Work instruction:
In the records below, find each line holding the word "door" and copy it.

[Collected data entries]
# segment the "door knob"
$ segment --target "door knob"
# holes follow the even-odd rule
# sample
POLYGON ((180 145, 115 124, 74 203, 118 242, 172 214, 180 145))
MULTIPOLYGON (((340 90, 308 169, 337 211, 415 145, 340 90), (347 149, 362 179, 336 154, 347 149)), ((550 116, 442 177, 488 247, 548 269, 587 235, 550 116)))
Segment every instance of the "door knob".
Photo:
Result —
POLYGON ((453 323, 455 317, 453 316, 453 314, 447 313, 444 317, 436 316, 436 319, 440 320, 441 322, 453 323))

Exercise response:
# segment the "door knob"
$ segment --target "door knob"
Segment every instance of the "door knob".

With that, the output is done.